ARTICLE:
---

Under guidance to be provided by the Treasury, certain FFIs may be effectively exempted in whole or in part from the above-described disclosure requirements. In particular, there may also be exemptions for: (i) FFIs which have complied with certain procedures (yet to be prescribed by the Treasury) to ensure that the institution does not maintain U.S. accounts; and (ii) FFIs with respect to which the Treasury has determined that the application of these requirements is unnecessary. The IRS notice issued in August 2010 suggests that the Treasury may be devising relatively narrow classes of exempted FFIs. For example, in the fund context, the IRS notice could be read as implying a limited interest in possibly exempting certain “Undertakings For The Collective Investment Of Transferable Securities” (UCITS) marketed to EU investors, rather than a broader interest in exempting offshore funds that do not accept U.S. investors or existing specification vehicles for which compliance with FATCA may prove practically impossible. Treasury has received comments in response to the notice request that offshore funds that do not accept U.S. investors as a matter of policy (e.g., because they wish to avoid compliance with U.S. securities laws) be exempt from FATCA on the basis that such funds pose a low risk of enabling U.S. tax evasion. It is unclear how Treasury will respond to these requests.
Additionally, an FFI generally will not be required to satisfy reporting obligations with respect to any financial account it maintains on behalf of: (i) another FFI if such other FFI is, itself, compliant with the requirements of FATCA; or (ii) an account holder that is “otherwise subject to information reporting requirements” which would in the view of the Treasury make these reporting requirements duplicative.

---

SOURCE EXCERPT:

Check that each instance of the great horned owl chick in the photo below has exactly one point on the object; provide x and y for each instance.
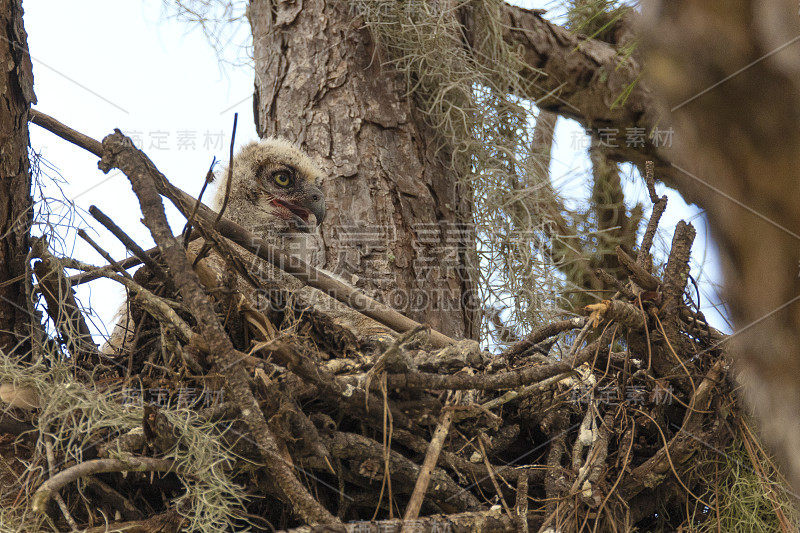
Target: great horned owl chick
(274, 194)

---

STATED EXERCISE 1:
According to the FATCA passage, on what grounds did commenters urge that offshore funds refusing U.S. investors be exempt from FATCA?
STATED EXERCISE 2:
Carry on the FATCA exemptions passage from the point where it stops.

TASK RESPONSE 1:
Commenters argued that offshore funds that do not accept U.S. investors as a matter of policy, for example to avoid complying with U.S. securities laws, pose a low risk of enabling U.S. tax evasion. On that basis, they asked Treasury to exempt such funds from FATCA.

TASK RESPONSE 2:
Non-Financial Foreign Entities
The 30% withholding tax also applies to withholdable payments made to NFFEs that fail to comply with applicable due diligence and information reporting requirements. For these purposes, an NFFE is any non-U.S. entity which is not an FFI. However, to the extent such persons are acting for their own account, certain specified NFFEs (including, publicly traded corporations and certain of their affiliates, certain entities organised in a U.S. “possession”, non-U.S. governments or international organisations (and their respective political subdivisions and agencies or instrumentalities), and non-U.S. central banks are generally exempt from the FATCA withholding and information reporting regime. The Treasury has the authority to expand this exemption to other classes of non-U.S. persons and to classes of payments determined to pose a low risk of tax evasion.
Subject to the above-mentioned exceptions, withholding generally will be required on a withholdable payment to an NFFE if the beneficial owner of the payment is either the NFFE itself, or another NFFE, unless (A) the beneficial owner either: (i) provides the withholding agent with a certification that the beneficial owner does not have any substantial U.S. owners, or (ii) discloses the identities of each substantial U.S. owner, (B) the withholding agent does not know or have reason to know that any of the information so provided is incorrect, and (C) the withholding agent reports the information so provided to the Treasury. Details regarding the time and manner of such reporting by the withholding agent have not yet been provided.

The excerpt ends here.